Answer these questions from the green grid text:
1. By about what percentage must the country's transmission and distribution infrastructure expand?
2. What is Alan Trotta's position at AVANGRID?
3. When was the Building a Better Grid Initiative launched?

- Extract
──────
Creating an entirely green grid won’t be easy. It will require expanding the country’s current electricity transmission (long-distance) and distribution (“last mile”) infrastructure by about 60 percent to support the shift as well as the growing demand for power.

Fortunately, companies like AVANGRID,External link, opens in new window.  a member of the Iberdrola Group, are investing heavily in green energy. Such efforts are fueling optimism that the U.S. can meet its 2035 target for 100 percent green electricity generation — that is, putting green electrons on the grid and building out the infrastructure for the transmission and distribution of those electrons to an electrified economy.

New grid, new infrastructure

Building new sources of green energy is only the first step toward a green grid, says Sebastian Libonatti, vice president of business development at AVANGRID. “There’s a lot of work to be done in both the high voltage (transmission) and the lower voltage (distribution) side of the network,” he says. That means we need to construct cross-country transmission and local distribution lines so we can move renewable power from where it is produced to where it is consumed, by consumers and businesses transitioning to electric vehicles and heating.

High-voltage DC transmission, in particular, will require significant infrastructure investments, explains Alan Trotta, senior director of transmission regulatory at AVANGRID. “The land or offshore areas where you can site renewable energy resources are generally far from where customers are,” he says. “There’s really no room in major cities to site the acres of solar panels and wind turbines necessary to power them.”

That’s why the U.S. Department of Energy’s Building a Better Grid Initiative, launched at the beginning of 2022, focuses on long-distance, high-voltage transmission networks as an enabler of green grids. “That’s the first primary need for transmission expansion to achieve carbon goals,” Trotta says.
──────
[Contour labeling lines]
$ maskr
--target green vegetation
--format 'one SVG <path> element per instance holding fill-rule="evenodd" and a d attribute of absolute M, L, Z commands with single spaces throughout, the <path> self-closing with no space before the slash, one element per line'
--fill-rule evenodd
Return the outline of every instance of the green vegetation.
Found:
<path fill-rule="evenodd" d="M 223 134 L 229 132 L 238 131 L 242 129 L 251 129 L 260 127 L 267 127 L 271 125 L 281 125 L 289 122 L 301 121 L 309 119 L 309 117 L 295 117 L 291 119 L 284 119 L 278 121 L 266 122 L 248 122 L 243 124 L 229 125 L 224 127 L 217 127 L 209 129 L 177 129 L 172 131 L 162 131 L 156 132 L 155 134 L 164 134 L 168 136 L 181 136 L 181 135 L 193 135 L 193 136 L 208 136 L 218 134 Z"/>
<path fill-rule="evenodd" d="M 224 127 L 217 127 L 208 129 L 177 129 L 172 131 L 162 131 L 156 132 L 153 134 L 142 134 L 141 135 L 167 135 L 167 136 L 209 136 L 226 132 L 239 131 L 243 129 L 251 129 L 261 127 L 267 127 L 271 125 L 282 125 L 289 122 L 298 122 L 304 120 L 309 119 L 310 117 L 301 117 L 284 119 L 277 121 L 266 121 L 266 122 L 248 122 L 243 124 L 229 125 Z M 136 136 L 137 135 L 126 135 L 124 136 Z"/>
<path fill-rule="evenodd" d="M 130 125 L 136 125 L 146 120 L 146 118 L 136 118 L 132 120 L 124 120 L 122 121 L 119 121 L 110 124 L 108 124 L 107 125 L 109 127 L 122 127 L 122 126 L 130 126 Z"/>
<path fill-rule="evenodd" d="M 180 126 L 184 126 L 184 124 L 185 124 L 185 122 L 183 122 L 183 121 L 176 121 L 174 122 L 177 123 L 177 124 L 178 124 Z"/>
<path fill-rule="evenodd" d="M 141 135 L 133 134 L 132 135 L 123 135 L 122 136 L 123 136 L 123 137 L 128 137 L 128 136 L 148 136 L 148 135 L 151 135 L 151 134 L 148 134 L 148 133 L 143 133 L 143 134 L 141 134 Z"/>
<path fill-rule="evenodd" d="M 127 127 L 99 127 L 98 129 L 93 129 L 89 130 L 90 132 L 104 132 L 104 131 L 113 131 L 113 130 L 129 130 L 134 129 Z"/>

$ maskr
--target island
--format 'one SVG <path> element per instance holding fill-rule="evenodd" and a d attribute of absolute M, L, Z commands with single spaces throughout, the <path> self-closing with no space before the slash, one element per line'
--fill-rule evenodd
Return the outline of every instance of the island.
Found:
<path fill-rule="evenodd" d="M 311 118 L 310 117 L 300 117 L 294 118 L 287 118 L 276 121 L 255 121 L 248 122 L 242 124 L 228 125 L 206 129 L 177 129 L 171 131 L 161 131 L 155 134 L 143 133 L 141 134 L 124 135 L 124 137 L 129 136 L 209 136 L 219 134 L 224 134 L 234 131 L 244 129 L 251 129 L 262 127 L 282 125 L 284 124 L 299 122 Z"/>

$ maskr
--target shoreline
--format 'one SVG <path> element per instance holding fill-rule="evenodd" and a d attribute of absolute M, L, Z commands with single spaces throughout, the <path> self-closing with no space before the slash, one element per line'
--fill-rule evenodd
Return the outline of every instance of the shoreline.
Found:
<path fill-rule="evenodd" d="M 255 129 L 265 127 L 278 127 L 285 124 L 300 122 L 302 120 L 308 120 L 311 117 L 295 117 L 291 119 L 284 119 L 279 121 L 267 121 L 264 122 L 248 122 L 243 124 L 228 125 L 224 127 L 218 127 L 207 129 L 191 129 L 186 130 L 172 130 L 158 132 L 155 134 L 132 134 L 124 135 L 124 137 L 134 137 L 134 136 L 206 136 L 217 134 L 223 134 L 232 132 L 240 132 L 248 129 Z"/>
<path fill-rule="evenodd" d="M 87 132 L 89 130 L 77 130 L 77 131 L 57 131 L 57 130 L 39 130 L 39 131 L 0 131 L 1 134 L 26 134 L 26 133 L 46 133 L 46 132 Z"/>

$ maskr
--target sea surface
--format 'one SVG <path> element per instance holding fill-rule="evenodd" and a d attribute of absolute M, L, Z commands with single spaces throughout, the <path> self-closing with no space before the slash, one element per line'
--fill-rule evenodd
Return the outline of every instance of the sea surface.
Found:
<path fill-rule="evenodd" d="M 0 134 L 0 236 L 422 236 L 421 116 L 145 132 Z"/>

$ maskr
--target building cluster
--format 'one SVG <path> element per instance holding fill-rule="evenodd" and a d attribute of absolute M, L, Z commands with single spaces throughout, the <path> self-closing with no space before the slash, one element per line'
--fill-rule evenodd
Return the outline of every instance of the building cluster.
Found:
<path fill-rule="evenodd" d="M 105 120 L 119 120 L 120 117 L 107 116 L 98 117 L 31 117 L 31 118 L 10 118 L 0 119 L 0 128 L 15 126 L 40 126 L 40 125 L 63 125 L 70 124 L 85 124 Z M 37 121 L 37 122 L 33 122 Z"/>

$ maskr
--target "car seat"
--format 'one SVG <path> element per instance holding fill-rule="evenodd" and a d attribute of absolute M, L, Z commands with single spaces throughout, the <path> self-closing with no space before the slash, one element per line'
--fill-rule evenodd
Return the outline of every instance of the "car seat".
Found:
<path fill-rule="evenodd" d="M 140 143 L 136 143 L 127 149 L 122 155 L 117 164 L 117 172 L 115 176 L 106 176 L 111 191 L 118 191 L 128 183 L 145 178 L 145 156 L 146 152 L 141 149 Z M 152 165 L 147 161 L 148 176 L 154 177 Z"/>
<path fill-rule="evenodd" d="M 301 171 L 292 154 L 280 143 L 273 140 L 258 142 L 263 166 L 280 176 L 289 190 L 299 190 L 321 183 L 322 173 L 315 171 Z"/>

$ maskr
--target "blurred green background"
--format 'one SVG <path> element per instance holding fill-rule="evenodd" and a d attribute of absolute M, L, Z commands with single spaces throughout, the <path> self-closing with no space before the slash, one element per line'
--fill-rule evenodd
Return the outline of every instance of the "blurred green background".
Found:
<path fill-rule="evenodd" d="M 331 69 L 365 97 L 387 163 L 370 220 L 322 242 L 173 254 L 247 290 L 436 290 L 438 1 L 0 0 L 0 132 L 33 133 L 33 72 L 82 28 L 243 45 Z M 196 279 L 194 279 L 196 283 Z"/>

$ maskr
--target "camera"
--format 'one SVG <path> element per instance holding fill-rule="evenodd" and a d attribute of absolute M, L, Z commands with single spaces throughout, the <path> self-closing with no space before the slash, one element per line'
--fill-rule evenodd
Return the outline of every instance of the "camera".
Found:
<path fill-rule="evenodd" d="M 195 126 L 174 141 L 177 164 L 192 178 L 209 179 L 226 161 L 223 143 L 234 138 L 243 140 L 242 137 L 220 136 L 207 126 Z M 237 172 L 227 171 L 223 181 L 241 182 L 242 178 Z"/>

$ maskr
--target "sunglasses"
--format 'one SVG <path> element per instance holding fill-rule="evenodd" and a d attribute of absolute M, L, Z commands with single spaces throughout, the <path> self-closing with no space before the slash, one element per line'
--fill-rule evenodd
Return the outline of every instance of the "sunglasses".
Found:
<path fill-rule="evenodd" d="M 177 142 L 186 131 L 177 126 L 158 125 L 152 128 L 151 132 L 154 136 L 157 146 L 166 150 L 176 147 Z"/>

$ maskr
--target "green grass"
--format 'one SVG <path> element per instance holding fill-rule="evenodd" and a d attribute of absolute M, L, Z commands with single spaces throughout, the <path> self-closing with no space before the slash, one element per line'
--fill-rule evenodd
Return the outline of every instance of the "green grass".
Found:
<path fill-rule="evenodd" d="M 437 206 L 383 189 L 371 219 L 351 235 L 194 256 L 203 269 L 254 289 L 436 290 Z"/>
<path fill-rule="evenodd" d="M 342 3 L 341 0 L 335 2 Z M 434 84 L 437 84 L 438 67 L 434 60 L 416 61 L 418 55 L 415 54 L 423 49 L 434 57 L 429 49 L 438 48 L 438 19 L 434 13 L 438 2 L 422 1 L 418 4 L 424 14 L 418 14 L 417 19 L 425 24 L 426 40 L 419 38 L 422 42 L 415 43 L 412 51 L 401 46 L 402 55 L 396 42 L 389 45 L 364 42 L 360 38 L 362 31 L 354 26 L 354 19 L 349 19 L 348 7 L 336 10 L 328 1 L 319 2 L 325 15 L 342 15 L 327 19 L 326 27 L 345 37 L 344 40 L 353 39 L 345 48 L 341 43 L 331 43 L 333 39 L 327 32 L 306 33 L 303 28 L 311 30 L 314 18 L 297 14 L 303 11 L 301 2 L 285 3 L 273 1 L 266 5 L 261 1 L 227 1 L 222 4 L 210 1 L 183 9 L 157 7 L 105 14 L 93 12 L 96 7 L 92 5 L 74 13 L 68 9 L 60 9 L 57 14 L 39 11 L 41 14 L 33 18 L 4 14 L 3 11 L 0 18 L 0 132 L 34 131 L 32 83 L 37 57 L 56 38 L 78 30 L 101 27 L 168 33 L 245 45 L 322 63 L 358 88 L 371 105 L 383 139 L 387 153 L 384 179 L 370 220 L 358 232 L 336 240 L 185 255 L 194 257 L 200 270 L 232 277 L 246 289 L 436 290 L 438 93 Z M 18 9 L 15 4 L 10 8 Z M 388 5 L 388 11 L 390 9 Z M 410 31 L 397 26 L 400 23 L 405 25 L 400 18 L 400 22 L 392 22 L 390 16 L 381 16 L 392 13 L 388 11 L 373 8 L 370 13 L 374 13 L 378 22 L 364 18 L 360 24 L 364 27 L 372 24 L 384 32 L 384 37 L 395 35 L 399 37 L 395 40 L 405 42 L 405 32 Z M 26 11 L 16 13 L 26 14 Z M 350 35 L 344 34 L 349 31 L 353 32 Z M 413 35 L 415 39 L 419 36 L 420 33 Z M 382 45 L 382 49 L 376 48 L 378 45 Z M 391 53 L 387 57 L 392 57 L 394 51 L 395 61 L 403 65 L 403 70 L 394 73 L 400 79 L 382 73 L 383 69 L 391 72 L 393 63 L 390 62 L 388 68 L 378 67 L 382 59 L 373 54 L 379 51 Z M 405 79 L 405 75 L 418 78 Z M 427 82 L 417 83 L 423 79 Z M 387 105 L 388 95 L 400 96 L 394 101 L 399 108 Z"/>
──────
- Result below
1. About 60 percent.
2. Senior director of transmission regulatory.
3. At the beginning of 2022.